### Input data
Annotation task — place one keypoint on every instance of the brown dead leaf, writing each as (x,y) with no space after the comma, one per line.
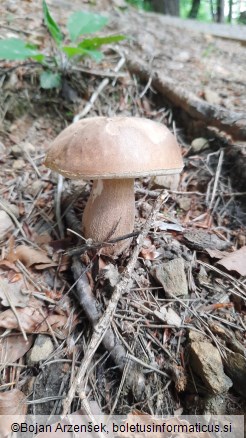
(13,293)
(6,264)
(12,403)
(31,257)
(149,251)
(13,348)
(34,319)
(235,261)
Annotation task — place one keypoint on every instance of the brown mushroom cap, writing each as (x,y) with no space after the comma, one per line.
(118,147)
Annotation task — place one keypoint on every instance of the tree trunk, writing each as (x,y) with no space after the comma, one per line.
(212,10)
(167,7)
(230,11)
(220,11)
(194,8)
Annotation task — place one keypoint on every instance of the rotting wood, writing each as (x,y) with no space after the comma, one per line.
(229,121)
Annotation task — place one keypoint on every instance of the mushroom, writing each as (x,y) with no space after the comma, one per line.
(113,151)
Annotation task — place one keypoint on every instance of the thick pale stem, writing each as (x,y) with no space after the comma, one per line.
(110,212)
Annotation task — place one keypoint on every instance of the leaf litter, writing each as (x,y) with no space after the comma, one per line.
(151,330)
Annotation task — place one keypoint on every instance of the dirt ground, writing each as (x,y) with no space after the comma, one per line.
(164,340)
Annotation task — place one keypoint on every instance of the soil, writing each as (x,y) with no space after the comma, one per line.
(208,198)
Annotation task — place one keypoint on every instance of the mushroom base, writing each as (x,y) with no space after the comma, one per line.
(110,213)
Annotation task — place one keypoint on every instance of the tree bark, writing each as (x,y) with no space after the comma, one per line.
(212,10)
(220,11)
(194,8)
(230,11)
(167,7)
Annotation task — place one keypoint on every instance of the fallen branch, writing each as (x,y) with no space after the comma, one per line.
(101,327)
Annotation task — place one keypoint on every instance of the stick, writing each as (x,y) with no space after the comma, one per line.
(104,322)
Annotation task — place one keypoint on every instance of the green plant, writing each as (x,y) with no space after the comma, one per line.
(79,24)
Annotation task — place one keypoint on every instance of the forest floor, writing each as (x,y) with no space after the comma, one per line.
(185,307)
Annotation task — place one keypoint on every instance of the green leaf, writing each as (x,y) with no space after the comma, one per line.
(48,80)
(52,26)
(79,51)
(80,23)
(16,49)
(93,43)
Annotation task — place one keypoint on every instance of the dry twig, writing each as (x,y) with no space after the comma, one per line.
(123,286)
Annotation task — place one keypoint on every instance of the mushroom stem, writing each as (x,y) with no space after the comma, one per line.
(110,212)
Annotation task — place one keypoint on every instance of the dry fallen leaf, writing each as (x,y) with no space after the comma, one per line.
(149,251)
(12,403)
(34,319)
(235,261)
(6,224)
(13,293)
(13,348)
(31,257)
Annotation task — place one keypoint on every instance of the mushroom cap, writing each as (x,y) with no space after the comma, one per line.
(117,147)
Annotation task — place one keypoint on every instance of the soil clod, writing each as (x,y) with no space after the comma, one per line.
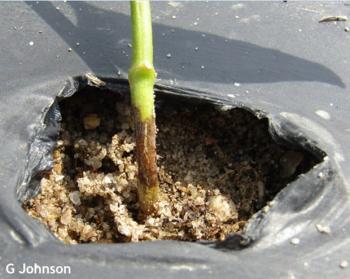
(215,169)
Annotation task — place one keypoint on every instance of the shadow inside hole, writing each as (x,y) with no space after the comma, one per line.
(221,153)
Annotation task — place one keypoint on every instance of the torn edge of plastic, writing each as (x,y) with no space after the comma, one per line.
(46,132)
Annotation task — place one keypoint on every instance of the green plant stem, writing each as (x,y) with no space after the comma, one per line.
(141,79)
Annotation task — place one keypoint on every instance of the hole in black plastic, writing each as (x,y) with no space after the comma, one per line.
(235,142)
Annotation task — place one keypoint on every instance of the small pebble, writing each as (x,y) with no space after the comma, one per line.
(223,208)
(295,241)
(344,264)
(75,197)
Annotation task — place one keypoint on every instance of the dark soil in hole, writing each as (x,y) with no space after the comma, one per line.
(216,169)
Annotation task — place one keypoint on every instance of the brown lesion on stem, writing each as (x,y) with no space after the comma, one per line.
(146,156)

### Problem requirements
What you return must be the entries above, exactly as they appear, without any pictures.

### Answer to the exercise
Annotation task — place one keypoint on every instance of the brown dead leaf, writing each as (x,y) with no space after the comma, one per line.
(13,293)
(6,264)
(12,403)
(31,257)
(149,251)
(13,348)
(34,319)
(235,261)
Annotation task — place one keypoint on every instance of the brown mushroom cap, writing each as (x,y) with no space after the comma, one per line.
(118,147)
Annotation task — place one keypoint on every instance of the tree trunk, writing each as (x,y) with no space after the comma, one per line.
(212,10)
(167,7)
(230,11)
(220,11)
(194,8)
Annotation task — place one keypoint on every instance of the rotting wood, writing each as (x,y) with no space after the comma, one per line.
(229,121)
Annotation task — place one keypoint on every instance of the mushroom, writing each as (x,y) with no space after the comma, one per line.
(113,151)
Annotation task — place one keypoint on every instance of the thick pale stem, writing each as (x,y) with no space after the comma, one per line.
(110,212)
Annotation task — place one keypoint on every instance of the leaf litter, writing each as (x,y) with no space after the comma, one per line.
(151,330)
Annotation task — place one keypoint on every instance of the dirt ground, writing each as (x,y) with no space after the comma, one per line.
(164,340)
Annotation task — place one keypoint on every instance of the soil, writing each as (x,y) with no space after the comma, one per line.
(208,198)
Annotation task — place one keypoint on every instance of the mushroom base, writing each as (x,y) with no space after the comma, one per line.
(110,213)
Annotation task — place one keypoint on every instance of the tree bark, writing each as (x,y) with no space after the comma, one per line.
(212,10)
(220,11)
(194,8)
(230,11)
(167,7)
Annotation task — place one keypoint on every instance of the fallen branch, writing each as (x,y) with no space after the comma, one per line.
(101,327)
Annotation task — place one keypoint on every instance of the stick, writing each as (x,y) with no space after the comma, one per line.
(104,322)
Annotation task — place one keypoint on every instance of the green plant, writing each as (x,y) with no space after the comma, one per line.
(79,24)
Annotation task — place one keypoint on every instance of the forest floor, writing each as (x,y) with no space after the comma, one per line.
(185,307)
Annotation task — place one keypoint on every instance of the green leaf, writing each as (x,y) with no space after the comma, one per line.
(48,80)
(52,26)
(79,51)
(80,23)
(16,49)
(93,43)
Annotation task — place one keypoint on every instance of the dry twig, writing each as (x,y) with no space after the comma, one per line.
(123,286)
Annotation task — place one keypoint on every instance of the mushroom stem, writing each as (x,y) with no space after the comma, one per line.
(110,212)
Annotation task — place one keypoint on every instance of the dry fallen leaf, writing each as (x,y) with no space after the comma, one per line.
(149,251)
(12,403)
(34,319)
(235,261)
(6,224)
(13,293)
(13,348)
(31,257)
Annotation task — place one keypoint on every instance of the mushroom cap, writing each as (x,y) with no space after the comma, one per line.
(117,147)
Annotation task — place one keypoint on every instance of the soil clod, writing each as (x,y) with no space after the comma, one per line.
(215,169)
Annotation task — place one keypoint on every instance of the shadow inside hole, writing each as (x,y) with no space after the comma, one per line.
(221,153)
Annotation task — place one keypoint on every instance of the torn edge of plastic, writing each as (x,y) with no space after the comma, one per line.
(46,132)
Annotation task — place one keypoint on every instance of the green plant stem, writing each as (x,y) with no space after the comma, one per line.
(141,79)
Annotation task — place one keypoint on every instance of the hole in black plastic, writing each as (x,y) with no space after the comma, one per line.
(235,142)
Annotation task — place one keypoint on every instance of the small pebble, writing each as (x,y) with no space after the comma, one per line.
(223,208)
(295,241)
(344,264)
(75,197)
Annotation task — place one keypoint on every instance of the dark soil in hole, writing each as (x,y) with no space after the comma, one per line.
(216,169)
Annotation task — place one keypoint on every instance of the brown lesion on stem, writing each as (x,y) with no space after the comma, one per line.
(146,156)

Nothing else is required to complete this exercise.